- [Tasks to complete]:
A – From the blog post below, quote the stretch from "I love summer." through "friends and family." word for word.
B – In the blog post below, where had the writer's mum been on her overseas trip?

Wednesday, July 7, 2010

Mama Mia

Mamma mia, here I go again
My my, how can I resist you?

Mamma mia, does it show again?

My my, just how much I've missed you

My mum arrived home from an overseas trip on Monday night but I was out pub crawling in the Balmain Rozelle precinct that evening so I didn't get any quality time til Tuesday. When Tuesday rolled around I wandered home like a school boy from his books. After a series of cuddles and a good run down on her trip to Tasmania I of course popped the big question, "Muuum what's for dinner?". An awesome answer excited my ears and satisfied my stomach, "Minestrone soup". Oh boy!

As a general rule I hate winter. We're like polar opposites. I'm fire, it means ice. Except in Australia we barely even get any ice, so it's not even a proper winter! I'd like winter if it mean snow so we could all build snowmen, igloos, have snowball fights and have a kickass ski season. But instead this nation is mostly reliant on a few snowmakers down south and the rest of the time hangs with bated breath for that elusively timed extremely cold temperature and a bit of precipitation to create some sleet we might hope to make some dodgy snow cones out of.


I love summer. The exfoiliating sand in between my toes, in my scalp, in just about everywhere. I love the smell of salt on my skin, on my hands, on the chips, everything wet, then crusty, golden sky, scenery, skin. Making a mess of the cold creamy ice cream dripping everywhere and removing the mess when shelling juicy fresh prawns. The endless days and unforgettable nights of love and laughter with friends and family.

- [Records supplied]:
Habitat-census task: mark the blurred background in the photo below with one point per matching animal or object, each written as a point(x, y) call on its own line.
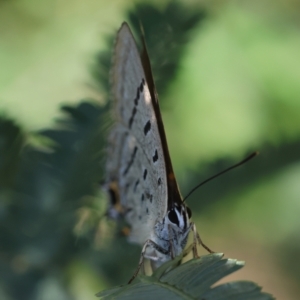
point(227, 75)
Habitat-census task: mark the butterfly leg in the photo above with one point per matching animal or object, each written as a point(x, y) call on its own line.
point(147, 244)
point(197, 238)
point(171, 244)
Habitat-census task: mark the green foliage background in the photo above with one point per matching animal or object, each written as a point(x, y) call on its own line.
point(227, 73)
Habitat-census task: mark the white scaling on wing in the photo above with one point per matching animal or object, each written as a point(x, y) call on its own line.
point(135, 155)
point(136, 167)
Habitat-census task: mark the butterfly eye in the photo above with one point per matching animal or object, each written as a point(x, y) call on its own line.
point(189, 212)
point(173, 217)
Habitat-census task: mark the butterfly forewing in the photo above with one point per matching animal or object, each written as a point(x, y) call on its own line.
point(136, 160)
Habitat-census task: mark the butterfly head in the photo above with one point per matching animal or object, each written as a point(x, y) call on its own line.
point(179, 215)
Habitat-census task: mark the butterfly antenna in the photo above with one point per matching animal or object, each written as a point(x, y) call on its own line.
point(224, 171)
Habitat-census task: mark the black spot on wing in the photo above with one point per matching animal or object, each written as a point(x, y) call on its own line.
point(130, 161)
point(147, 127)
point(145, 174)
point(149, 196)
point(155, 157)
point(173, 217)
point(136, 185)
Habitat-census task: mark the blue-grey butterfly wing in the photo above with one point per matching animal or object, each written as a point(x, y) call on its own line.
point(135, 154)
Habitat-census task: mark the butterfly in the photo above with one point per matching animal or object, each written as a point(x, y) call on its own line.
point(140, 180)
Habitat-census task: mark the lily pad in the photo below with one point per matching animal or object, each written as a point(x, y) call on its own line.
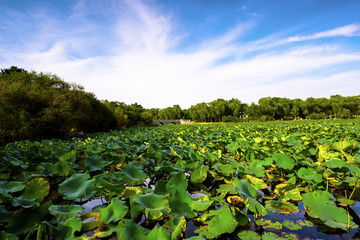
point(283, 161)
point(37, 188)
point(156, 206)
point(65, 211)
point(280, 206)
point(116, 210)
point(77, 186)
point(320, 204)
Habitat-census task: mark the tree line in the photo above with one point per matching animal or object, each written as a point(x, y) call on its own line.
point(35, 106)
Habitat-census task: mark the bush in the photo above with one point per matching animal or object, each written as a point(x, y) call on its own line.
point(36, 106)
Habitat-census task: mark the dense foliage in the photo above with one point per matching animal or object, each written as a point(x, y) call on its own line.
point(36, 106)
point(241, 181)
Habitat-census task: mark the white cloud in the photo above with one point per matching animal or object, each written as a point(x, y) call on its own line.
point(345, 31)
point(142, 64)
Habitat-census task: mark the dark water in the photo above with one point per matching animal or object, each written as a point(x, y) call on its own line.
point(318, 231)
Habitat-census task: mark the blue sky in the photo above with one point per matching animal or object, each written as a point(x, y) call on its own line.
point(166, 52)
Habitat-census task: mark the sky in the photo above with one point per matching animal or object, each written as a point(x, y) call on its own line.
point(159, 53)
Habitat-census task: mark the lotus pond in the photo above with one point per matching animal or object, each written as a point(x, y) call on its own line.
point(277, 180)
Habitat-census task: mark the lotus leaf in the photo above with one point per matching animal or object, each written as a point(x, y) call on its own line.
point(249, 195)
point(65, 211)
point(178, 225)
point(201, 204)
point(320, 204)
point(77, 186)
point(4, 215)
point(178, 181)
point(291, 225)
point(156, 206)
point(95, 163)
point(199, 175)
point(158, 233)
point(222, 221)
point(224, 169)
point(37, 188)
point(132, 174)
point(287, 192)
point(11, 187)
point(336, 163)
point(284, 161)
point(280, 206)
point(309, 175)
point(271, 236)
point(24, 202)
point(69, 227)
point(248, 235)
point(61, 168)
point(128, 230)
point(114, 212)
point(181, 203)
point(24, 220)
point(257, 182)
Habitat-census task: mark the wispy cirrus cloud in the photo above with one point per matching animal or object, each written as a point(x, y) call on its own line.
point(133, 55)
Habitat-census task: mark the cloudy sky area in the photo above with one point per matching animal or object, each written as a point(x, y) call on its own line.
point(164, 52)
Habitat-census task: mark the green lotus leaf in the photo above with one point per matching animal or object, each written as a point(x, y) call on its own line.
point(37, 188)
point(279, 206)
point(257, 182)
point(201, 204)
point(291, 225)
point(181, 203)
point(11, 187)
point(26, 219)
point(114, 212)
point(320, 204)
point(248, 235)
point(45, 169)
point(249, 195)
point(156, 206)
point(224, 169)
point(287, 192)
point(24, 202)
point(4, 215)
point(199, 175)
point(158, 233)
point(269, 224)
point(10, 158)
point(128, 230)
point(69, 227)
point(283, 161)
point(178, 225)
point(176, 182)
point(343, 146)
point(271, 236)
point(77, 186)
point(94, 150)
point(232, 147)
point(336, 163)
point(61, 168)
point(309, 175)
point(65, 211)
point(132, 174)
point(222, 221)
point(95, 163)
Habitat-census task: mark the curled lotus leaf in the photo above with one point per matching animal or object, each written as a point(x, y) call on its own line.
point(320, 204)
point(279, 206)
point(37, 188)
point(65, 211)
point(77, 186)
point(156, 206)
point(284, 161)
point(116, 210)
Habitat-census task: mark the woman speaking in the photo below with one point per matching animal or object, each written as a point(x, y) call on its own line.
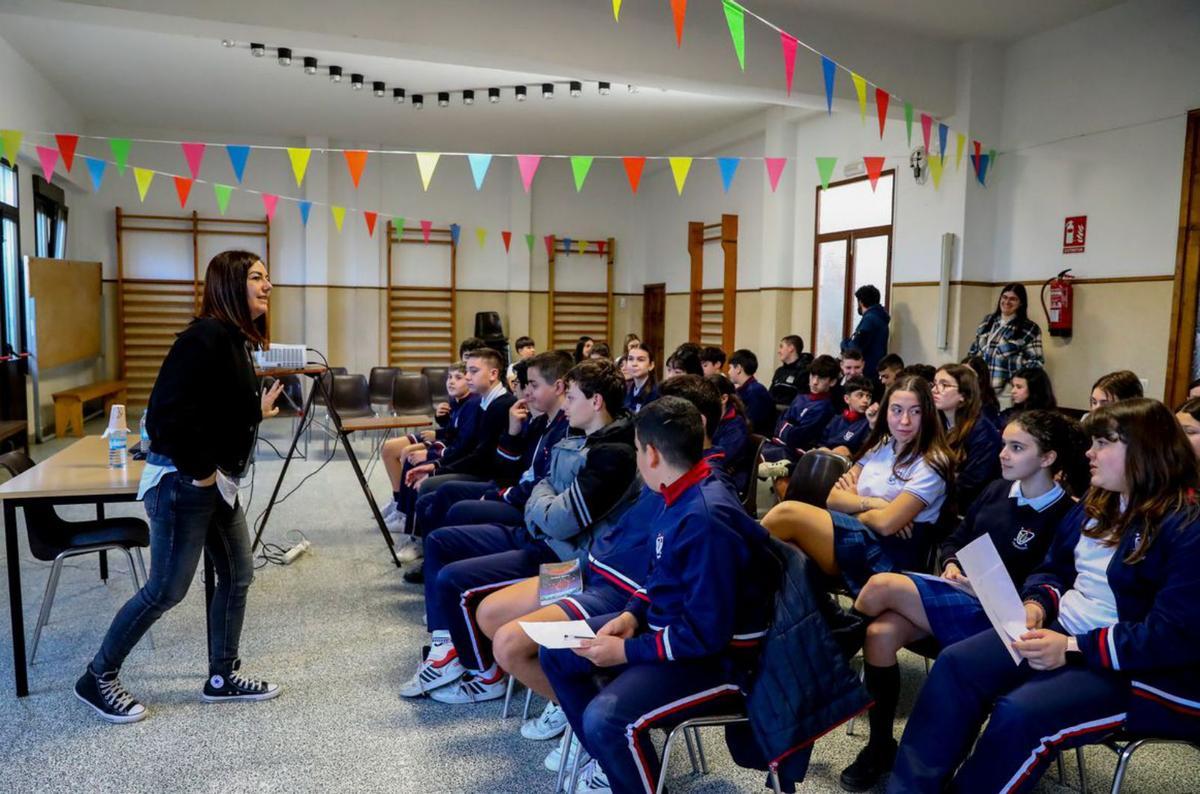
point(202, 417)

- [Results in order]:
A –
I love summer. The exfoiliating sand in between my toes, in my scalp, in just about everywhere. I love the smell of salt on my skin, on my hands, on the chips, everything wet, then crusty, golden sky, scenery, skin. Making a mess of the cold creamy ice cream dripping everywhere and removing the mess when shelling juicy fresh prawns. The endless days and unforgettable nights of love and laughter with friends and family.

B – Tasmania